| Brief |
Extract all lines that hold "dark" from the records below.

| Data provided |

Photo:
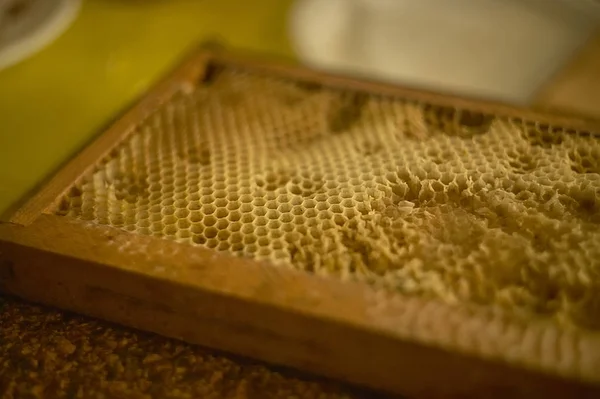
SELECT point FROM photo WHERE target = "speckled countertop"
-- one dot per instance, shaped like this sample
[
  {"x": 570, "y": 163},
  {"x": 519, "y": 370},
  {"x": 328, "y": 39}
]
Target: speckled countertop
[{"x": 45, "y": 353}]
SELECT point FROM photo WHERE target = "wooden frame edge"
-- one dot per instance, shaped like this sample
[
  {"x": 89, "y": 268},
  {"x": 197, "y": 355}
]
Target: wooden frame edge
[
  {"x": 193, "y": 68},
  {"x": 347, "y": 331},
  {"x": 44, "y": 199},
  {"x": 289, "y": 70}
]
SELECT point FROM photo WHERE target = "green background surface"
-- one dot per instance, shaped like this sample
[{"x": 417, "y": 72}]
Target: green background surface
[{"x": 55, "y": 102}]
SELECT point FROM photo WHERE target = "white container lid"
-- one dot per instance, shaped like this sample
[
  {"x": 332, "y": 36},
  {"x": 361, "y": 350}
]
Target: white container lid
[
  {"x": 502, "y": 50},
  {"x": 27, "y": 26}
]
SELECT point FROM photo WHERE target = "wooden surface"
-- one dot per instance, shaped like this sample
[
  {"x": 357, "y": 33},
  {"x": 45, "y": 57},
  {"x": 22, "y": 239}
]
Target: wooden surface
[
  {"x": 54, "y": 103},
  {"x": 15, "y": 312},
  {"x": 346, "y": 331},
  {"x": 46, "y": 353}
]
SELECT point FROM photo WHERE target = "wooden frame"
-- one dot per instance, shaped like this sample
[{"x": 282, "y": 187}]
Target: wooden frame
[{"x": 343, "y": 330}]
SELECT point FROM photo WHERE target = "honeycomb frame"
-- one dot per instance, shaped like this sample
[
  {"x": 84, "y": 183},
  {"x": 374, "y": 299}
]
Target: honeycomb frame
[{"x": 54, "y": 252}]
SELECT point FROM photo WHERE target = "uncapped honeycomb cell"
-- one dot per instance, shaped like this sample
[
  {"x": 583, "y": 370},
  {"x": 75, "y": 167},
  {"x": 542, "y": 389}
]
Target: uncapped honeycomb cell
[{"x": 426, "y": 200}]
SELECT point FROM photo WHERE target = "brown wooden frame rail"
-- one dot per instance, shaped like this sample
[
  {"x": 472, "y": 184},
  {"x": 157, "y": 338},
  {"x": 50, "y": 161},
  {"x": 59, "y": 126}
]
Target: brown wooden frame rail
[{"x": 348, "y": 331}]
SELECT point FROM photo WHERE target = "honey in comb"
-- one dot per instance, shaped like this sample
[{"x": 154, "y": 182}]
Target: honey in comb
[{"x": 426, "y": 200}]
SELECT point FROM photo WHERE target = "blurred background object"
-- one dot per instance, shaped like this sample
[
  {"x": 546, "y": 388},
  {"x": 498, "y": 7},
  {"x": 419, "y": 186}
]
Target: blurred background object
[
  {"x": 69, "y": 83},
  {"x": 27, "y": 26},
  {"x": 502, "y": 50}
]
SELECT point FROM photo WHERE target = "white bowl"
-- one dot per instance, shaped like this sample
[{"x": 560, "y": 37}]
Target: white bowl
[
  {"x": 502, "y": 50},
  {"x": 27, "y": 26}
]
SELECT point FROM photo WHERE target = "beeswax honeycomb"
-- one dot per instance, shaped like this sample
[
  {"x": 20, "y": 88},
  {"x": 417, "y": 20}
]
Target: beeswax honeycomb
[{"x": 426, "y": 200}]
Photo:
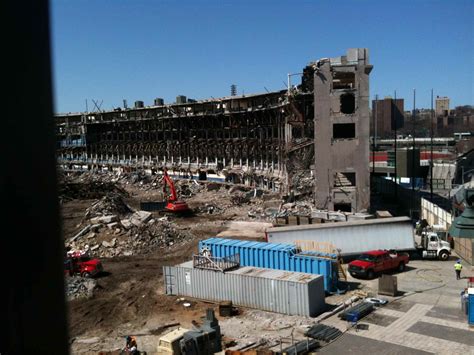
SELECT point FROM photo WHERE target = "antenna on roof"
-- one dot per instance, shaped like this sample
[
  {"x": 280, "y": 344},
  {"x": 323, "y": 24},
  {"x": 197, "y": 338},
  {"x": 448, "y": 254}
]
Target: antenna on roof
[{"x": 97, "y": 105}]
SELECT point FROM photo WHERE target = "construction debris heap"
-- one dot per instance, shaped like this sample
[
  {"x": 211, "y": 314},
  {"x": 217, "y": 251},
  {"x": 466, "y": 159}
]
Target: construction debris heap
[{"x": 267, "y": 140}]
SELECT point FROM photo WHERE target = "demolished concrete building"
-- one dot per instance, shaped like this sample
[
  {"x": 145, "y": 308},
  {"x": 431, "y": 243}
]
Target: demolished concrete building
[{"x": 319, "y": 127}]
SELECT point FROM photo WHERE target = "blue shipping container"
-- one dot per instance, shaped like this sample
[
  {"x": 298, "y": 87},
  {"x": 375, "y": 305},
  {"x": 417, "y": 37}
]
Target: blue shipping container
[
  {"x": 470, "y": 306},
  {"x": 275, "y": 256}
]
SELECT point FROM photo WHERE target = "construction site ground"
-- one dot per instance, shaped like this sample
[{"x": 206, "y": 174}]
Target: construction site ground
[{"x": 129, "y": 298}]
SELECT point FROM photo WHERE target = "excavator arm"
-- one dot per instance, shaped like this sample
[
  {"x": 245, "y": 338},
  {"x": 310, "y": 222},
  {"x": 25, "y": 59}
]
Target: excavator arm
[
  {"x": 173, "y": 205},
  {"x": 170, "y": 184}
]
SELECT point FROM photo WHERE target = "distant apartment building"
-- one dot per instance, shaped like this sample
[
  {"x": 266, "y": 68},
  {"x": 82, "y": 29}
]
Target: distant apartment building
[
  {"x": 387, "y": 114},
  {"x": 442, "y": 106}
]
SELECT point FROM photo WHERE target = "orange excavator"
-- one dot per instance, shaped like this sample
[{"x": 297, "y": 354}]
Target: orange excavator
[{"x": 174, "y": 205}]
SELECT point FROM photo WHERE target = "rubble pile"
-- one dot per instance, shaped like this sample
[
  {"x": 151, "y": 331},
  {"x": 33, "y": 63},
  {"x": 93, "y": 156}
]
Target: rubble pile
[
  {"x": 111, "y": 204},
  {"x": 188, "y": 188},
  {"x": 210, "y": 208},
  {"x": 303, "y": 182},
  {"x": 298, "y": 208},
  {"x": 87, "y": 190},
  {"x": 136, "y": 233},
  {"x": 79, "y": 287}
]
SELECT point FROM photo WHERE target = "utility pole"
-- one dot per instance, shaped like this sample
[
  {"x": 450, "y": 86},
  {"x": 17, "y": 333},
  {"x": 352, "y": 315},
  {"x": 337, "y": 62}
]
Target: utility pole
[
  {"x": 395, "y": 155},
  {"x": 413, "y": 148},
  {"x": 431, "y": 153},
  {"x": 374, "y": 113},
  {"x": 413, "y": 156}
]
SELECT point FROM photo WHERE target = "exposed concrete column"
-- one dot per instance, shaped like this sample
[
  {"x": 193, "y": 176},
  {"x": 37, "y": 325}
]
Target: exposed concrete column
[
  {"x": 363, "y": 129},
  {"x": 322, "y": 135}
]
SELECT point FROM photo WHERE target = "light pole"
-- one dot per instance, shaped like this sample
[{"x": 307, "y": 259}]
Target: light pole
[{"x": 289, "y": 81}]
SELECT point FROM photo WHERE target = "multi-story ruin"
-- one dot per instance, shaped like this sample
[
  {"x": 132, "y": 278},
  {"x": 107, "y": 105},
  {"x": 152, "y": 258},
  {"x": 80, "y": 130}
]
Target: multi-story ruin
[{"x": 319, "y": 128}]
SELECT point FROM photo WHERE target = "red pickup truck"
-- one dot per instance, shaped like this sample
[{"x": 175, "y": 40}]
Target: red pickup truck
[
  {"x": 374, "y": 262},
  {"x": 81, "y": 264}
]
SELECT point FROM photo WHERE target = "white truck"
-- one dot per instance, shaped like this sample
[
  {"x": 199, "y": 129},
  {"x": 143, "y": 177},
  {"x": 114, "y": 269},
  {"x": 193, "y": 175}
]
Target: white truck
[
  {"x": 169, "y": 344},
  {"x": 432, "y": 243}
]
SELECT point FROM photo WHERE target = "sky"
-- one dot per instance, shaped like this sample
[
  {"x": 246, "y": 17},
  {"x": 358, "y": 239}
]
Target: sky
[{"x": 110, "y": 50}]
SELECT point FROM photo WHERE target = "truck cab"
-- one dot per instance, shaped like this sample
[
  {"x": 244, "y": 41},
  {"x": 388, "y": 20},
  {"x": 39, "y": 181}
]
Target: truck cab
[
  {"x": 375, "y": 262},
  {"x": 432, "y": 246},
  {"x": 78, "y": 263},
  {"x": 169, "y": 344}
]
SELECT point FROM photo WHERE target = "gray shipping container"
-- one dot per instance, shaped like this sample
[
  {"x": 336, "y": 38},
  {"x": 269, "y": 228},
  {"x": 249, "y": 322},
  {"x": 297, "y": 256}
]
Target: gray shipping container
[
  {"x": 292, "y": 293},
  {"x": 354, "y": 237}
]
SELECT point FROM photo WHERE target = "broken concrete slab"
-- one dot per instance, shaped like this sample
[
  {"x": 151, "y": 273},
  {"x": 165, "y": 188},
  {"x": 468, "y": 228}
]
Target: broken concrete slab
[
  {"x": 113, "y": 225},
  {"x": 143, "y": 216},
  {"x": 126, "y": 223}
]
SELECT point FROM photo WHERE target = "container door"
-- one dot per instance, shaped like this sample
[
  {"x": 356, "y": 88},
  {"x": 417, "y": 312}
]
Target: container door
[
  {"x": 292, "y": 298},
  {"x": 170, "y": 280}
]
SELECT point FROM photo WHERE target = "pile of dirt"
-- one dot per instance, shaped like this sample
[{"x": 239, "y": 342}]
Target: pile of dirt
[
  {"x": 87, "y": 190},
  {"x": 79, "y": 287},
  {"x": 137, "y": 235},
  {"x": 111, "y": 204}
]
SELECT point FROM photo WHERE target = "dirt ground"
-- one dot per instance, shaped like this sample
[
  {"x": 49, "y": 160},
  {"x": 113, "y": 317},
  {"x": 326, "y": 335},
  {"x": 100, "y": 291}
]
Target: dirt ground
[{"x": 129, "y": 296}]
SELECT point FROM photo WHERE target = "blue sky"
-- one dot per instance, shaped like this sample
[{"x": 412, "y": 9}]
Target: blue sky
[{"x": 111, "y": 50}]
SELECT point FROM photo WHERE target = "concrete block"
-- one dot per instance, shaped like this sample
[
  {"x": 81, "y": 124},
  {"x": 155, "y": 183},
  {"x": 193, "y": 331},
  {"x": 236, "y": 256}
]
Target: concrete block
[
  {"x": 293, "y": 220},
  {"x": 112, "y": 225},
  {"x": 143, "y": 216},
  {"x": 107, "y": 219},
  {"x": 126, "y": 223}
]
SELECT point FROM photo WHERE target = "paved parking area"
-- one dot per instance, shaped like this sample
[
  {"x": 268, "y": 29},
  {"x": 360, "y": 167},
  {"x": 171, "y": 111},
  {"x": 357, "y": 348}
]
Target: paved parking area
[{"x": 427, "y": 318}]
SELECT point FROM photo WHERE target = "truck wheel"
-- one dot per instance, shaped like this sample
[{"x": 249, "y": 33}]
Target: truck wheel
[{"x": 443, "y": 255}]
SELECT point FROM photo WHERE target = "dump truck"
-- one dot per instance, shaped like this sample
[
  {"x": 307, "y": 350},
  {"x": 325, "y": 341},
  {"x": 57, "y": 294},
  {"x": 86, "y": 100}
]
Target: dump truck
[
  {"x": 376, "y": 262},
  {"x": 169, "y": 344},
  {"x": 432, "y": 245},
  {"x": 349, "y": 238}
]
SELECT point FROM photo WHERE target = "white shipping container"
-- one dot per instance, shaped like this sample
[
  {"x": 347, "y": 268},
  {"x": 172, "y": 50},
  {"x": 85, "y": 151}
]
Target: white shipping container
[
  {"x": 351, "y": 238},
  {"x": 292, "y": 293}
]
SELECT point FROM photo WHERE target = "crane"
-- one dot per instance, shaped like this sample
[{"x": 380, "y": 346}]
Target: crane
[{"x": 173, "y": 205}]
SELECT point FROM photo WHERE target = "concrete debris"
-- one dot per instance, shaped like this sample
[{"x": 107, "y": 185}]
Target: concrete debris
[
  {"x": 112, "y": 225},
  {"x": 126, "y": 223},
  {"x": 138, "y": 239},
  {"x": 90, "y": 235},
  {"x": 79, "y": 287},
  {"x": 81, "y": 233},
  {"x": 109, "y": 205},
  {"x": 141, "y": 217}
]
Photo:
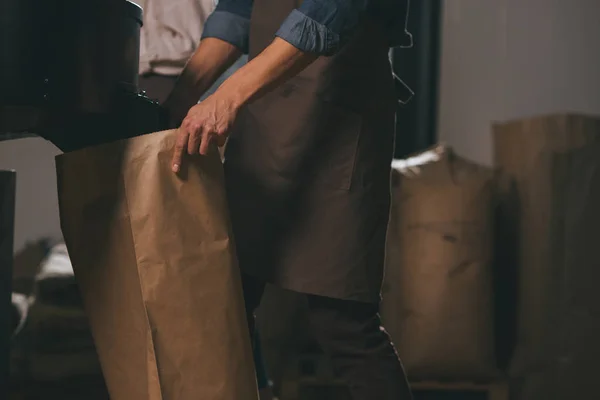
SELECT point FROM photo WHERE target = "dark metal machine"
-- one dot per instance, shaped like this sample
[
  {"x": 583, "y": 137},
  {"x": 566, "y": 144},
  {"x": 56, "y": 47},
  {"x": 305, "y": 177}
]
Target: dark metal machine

| Reply to the task |
SELECT point FROM photo WHERE target = "dark metal machine"
Target: dark metal machine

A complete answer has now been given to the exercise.